**Given records:**
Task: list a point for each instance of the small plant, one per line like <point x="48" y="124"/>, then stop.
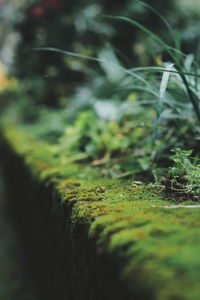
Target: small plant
<point x="185" y="174"/>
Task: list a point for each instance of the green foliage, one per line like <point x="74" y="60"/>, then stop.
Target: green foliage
<point x="185" y="173"/>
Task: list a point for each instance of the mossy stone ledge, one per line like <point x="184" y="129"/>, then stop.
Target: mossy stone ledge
<point x="94" y="238"/>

**Set task:** The pictures should not be reproduced; quote all of the other material exactly.

**Complete output:**
Task: list a point for each instance of the small plant, one per line like <point x="48" y="124"/>, then stop.
Target: small plant
<point x="185" y="174"/>
Task: list a point for each instance of the green foliage, one per line like <point x="74" y="60"/>, then stop.
Target: green foliage
<point x="185" y="173"/>
Task: list a point for each instance of the mossy stone ledge, one per line like <point x="184" y="129"/>, then stop.
Target: mossy stone ledge
<point x="94" y="238"/>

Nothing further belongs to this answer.